Taitau is a Lithuanian brand of especially high quality – natural chocolate. We love it, so will you.

Greetings from Shunyi for Saturday 22nd May. Seems like just a few days back we welcomed May. Now it is nearly finished. Today we are playing with the old proverb about gold and other shiny things. Yep, we realise that glistens is more oft, correctly used when something is wet or moist, but again, that is a play on marketers salivation when some new “toy” is announced.

Actually the subject of today’s article is not so much new, we believe it was first talked about around the end of 2019. However the recent news of high prices has pushed it into the limelight and centre stage. Actually though, we re not are really talking today about this new toy, but rather the proverb. So what is it we are not taking about? NFT. Which sort of begs the question for most people; an en ef what?
An NFT is a non fungible Token.

Ok, we admit it. We had to look that word up too. And the word Fungible.
Turns out it is nothing to do with pizza or mushrooms. Non and token are easy enough to get ones head around, so here is a definition of fungible;

(of goods contracted for without an individual specimen being specified) able to replace or be replaced by another identical item; mutually interchangeable.

Thank you Oxford Dictionaries

So, in short, something that can be replaced with another identical thing. Non fungible means it can’t. Sort of a long fancy way of saying unique. Or one of a kind. Sort of, as we said.
So that just leaves token to get our heads around. Now most of us probably know what a token is.
That little round bit of magnetised plastic we pop into a vending machine or turn style when we ride Le metro, Tube or underground. Right? Err, well no.

You see, this is a MarTech term. And rather than come up with something easily understood, marketers have to wrap it up in something enigmatic. Not easily understood. Bearing very little relationship to the original word. So, in our non fungible case, a token is a digital asset. WOW!
A digital what we hear you say. Well, we did anyway.

What is a Digital Asset?

Let’s put this into something we can all relate to. A Digital Asset is something as simple as a photo, you know; JPG, PNG, or a Tweet, or art work. Doesn’t sound terribly special I hear you say. And you’d be right. What makes this special, and, by extension, so darned valuable, is block chain. Aha, are the lights coming on? No? Well, you see, once you create your digital asset, you link it to the block chain. THEN it becomes a one of a kind. With me now? In other words it’s “no fungible.”

-------------------------

WRITTEN INSTRUCTION A: Copy the records verbatim, everything from the line containing "Could you please outline every instance of the dark" down to the final line of the records, both ends included.

-------------------------

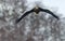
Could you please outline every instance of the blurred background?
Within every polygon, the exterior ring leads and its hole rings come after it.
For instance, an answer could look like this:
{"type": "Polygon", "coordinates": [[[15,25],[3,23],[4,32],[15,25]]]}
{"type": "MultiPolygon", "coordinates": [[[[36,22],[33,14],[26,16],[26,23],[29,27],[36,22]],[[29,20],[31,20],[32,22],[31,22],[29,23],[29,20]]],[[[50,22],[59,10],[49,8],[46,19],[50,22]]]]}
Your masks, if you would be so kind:
{"type": "Polygon", "coordinates": [[[0,0],[0,41],[65,41],[64,2],[60,0],[0,0]],[[54,3],[55,2],[55,3],[54,3]],[[52,11],[60,17],[40,12],[15,20],[35,5],[52,11]]]}

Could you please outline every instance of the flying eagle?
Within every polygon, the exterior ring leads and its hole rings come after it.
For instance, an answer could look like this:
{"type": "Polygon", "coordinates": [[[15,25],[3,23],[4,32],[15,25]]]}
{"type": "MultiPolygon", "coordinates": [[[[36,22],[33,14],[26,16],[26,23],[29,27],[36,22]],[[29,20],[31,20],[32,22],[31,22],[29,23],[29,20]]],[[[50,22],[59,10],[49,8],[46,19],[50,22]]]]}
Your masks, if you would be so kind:
{"type": "Polygon", "coordinates": [[[39,12],[46,12],[46,13],[51,14],[55,18],[60,19],[58,16],[54,15],[50,10],[35,6],[32,10],[25,12],[18,19],[16,19],[16,23],[18,23],[21,19],[23,19],[26,15],[30,14],[31,12],[35,12],[36,14],[39,14],[39,12]]]}

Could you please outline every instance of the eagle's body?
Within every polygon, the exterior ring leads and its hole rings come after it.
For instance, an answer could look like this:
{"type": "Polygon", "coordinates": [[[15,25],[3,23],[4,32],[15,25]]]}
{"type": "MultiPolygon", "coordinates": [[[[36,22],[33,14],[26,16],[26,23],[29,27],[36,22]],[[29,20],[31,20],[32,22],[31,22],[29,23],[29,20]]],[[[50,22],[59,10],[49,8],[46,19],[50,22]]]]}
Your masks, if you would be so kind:
{"type": "Polygon", "coordinates": [[[24,15],[21,16],[21,18],[18,18],[16,20],[16,23],[18,23],[22,18],[24,18],[26,15],[28,15],[29,13],[31,12],[35,12],[36,14],[39,14],[39,12],[46,12],[46,13],[49,13],[51,15],[53,15],[55,18],[58,19],[58,17],[56,15],[54,15],[50,10],[47,10],[47,9],[41,9],[39,6],[35,6],[32,10],[28,11],[28,12],[25,12],[24,15]]]}

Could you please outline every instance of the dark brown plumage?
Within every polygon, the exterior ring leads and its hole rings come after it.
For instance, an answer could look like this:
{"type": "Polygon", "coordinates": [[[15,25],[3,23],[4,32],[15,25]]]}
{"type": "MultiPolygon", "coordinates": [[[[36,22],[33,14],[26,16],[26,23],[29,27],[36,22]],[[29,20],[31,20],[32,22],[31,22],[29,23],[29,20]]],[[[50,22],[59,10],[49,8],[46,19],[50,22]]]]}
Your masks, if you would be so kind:
{"type": "Polygon", "coordinates": [[[55,18],[60,19],[58,16],[54,15],[50,10],[47,10],[47,9],[41,9],[41,8],[34,8],[32,10],[28,11],[28,12],[25,12],[17,20],[16,23],[18,23],[21,19],[23,19],[26,15],[30,14],[31,12],[35,12],[36,14],[39,14],[39,12],[46,12],[46,13],[49,13],[51,14],[52,16],[54,16],[55,18]]]}

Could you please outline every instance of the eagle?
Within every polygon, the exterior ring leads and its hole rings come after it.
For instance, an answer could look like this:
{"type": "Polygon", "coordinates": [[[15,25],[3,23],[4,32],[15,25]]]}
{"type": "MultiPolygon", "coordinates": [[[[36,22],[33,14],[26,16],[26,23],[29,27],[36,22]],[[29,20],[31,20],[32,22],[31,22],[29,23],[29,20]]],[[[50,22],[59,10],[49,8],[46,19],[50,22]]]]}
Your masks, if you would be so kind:
{"type": "Polygon", "coordinates": [[[50,10],[47,9],[41,9],[39,6],[35,6],[34,9],[31,9],[30,11],[25,12],[20,18],[16,19],[16,23],[18,23],[21,19],[23,19],[26,15],[30,14],[35,12],[36,14],[39,14],[39,12],[46,12],[51,14],[52,16],[54,16],[55,18],[60,19],[58,16],[56,16],[53,12],[51,12],[50,10]]]}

-------------------------

WRITTEN INSTRUCTION B: Repeat verbatim the passage of the NFT article from "So, in short, something" down to "digital asset. WOW!".

WORKED ANSWER A:
Could you please outline every instance of the dark brown plumage?
Within every polygon, the exterior ring leads and its hole rings come after it.
For instance, an answer could look like this:
{"type": "Polygon", "coordinates": [[[15,25],[3,23],[4,32],[15,25]]]}
{"type": "MultiPolygon", "coordinates": [[[[36,22],[33,14],[26,16],[26,23],[29,27],[36,22]],[[29,20],[31,20],[32,22],[31,22],[29,23],[29,20]]],[[[50,22],[59,10],[49,8],[46,19],[50,22]]]]}
Your masks, if you would be so kind:
{"type": "Polygon", "coordinates": [[[55,18],[60,19],[58,16],[54,15],[50,10],[47,10],[47,9],[41,9],[41,8],[34,8],[32,10],[28,11],[28,12],[25,12],[17,20],[16,23],[18,23],[21,19],[23,19],[26,15],[30,14],[31,12],[35,12],[36,14],[39,14],[39,12],[46,12],[46,13],[49,13],[51,14],[52,16],[54,16],[55,18]]]}

Could you please outline every instance of the eagle?
Within every polygon, the exterior ring leads and its hole rings come after it.
For instance, an answer could look like this:
{"type": "Polygon", "coordinates": [[[15,25],[3,23],[4,32],[15,25]]]}
{"type": "MultiPolygon", "coordinates": [[[[36,22],[33,14],[26,16],[26,23],[29,27],[36,22]],[[29,20],[31,20],[32,22],[31,22],[29,23],[29,20]]],[[[50,22],[59,10],[49,8],[46,19],[50,22]]]]}
Your masks, if you would be so kind:
{"type": "Polygon", "coordinates": [[[50,10],[47,9],[41,9],[39,6],[35,6],[34,9],[31,9],[30,11],[25,12],[20,18],[16,19],[16,23],[18,23],[21,19],[23,19],[26,15],[30,14],[35,12],[36,14],[39,14],[39,12],[46,12],[51,14],[52,16],[54,16],[55,18],[60,19],[58,16],[56,16],[53,12],[51,12],[50,10]]]}

WORKED ANSWER B:
So, in short, something that can be replaced with another identical thing. Non fungible means it can’t. Sort of a long fancy way of saying unique. Or one of a kind. Sort of, as we said.
So that just leaves token to get our heads around. Now most of us probably know what a token is.
That little round bit of magnetised plastic we pop into a vending machine or turn style when we ride Le metro, Tube or underground. Right? Err, well no.

You see, this is a MarTech term. And rather than come up with something easily understood, marketers have to wrap it up in something enigmatic. Not easily understood. Bearing very little relationship to the original word. So, in our non fungible case, a token is a digital asset. WOW!